____ EXTRAIT DU TEXTE

ATA/778/2023 du 18.07.2023 ( PROC ) , IRRECEVABLE

Recours TF déposé le 14.09.2023, rendu le 20.02.2024, REJETE, 1C_499/2023
Descripteurs : RÉVISION(DÉCISION);MOTIF DE RÉVISION;NOVA;CONDITION DE RECEVABILITÉ
Normes : LPA.19; LPA.22; LPA.80; LPA.80; LPA.81
Résumé : Demande de révision de l'ATA/1061/2022 du 18 octobre 2022 confirmant notamment le bien-fondé de la décision du département d'ordonner au demandeur le dépôt d'une autorisation de construire. La demande est fondée sur des pièces existant avant le prononcé de l'arrêt litigieux. Le demandeur ne fait valoir aucune raison objective et crédible qui l'aurait empêché, avant que la chambre administrative ne rende l'arrêt déféré, d'obtenir lesdites pièces et les produire. Il échoue donc à démontrer qu’il ne pouvait pas invoquer ses nouveaux moyens dans la précédente procédure. Absence d'un motif de révision, ce qui conduit à irrecevabilité de la demande.

________
____ EXTRAITS DES LIGNES

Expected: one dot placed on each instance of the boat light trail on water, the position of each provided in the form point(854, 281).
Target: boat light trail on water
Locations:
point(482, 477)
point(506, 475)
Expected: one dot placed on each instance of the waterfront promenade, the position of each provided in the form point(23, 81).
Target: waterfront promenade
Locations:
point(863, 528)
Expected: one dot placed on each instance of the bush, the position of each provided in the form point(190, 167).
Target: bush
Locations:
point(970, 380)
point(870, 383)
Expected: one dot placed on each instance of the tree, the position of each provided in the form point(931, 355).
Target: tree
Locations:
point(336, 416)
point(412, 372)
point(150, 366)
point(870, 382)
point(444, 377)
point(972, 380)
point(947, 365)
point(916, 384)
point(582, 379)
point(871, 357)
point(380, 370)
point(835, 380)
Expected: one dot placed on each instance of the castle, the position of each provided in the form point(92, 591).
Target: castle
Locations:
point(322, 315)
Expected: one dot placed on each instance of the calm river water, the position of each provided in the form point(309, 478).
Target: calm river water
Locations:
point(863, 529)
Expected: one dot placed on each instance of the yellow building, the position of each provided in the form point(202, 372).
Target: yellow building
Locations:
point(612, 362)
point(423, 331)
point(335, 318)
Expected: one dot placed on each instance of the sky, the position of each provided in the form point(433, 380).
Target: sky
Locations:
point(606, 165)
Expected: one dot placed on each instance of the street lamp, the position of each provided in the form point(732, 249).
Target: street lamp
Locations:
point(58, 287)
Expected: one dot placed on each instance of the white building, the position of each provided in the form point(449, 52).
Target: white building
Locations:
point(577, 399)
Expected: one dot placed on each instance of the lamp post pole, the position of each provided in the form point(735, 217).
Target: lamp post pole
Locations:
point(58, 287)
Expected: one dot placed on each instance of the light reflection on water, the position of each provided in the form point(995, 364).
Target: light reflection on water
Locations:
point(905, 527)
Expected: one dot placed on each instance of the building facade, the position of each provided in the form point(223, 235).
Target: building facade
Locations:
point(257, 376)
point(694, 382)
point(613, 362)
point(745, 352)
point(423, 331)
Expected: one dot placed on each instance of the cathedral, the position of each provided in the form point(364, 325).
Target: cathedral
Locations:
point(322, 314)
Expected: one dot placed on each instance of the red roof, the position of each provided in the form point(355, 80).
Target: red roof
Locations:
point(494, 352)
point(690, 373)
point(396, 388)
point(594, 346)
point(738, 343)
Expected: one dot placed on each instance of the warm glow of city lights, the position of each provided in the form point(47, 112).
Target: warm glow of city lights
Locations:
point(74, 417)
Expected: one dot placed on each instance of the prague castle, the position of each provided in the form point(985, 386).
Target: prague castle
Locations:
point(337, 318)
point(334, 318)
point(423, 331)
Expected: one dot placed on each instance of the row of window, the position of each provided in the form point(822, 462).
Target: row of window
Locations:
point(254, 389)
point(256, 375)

________

> [EXERCICE ÉCRIT]: Recopiez le passage de l'extrait sur la demande de révision qui commence par « Recours TF déposé » et se termine par « de la demande. ». Les lignes forment un document à part, distinct de l'extrait.

> [RÉSULTAT]:
Recours TF déposé le 14.09.2023, rendu le 20.02.2024, REJETE, 1C_499/2023
Descripteurs : RÉVISION(DÉCISION);MOTIF DE RÉVISION;NOVA;CONDITION DE RECEVABILITÉ
Normes : LPA.19; LPA.22; LPA.80; LPA.80; LPA.81
Résumé : Demande de révision de l'ATA/1061/2022 du 18 octobre 2022 confirmant notamment le bien-fondé de la décision du département d'ordonner au demandeur le dépôt d'une autorisation de construire. La demande est fondée sur des pièces existant avant le prononcé de l'arrêt litigieux. Le demandeur ne fait valoir aucune raison objective et crédible qui l'aurait empêché, avant que la chambre administrative ne rende l'arrêt déféré, d'obtenir lesdites pièces et les produire. Il échoue donc à démontrer qu’il ne pouvait pas invoquer ses nouveaux moyens dans la précédente procédure. Absence d'un motif de révision, ce qui conduit à irrecevabilité de la demande.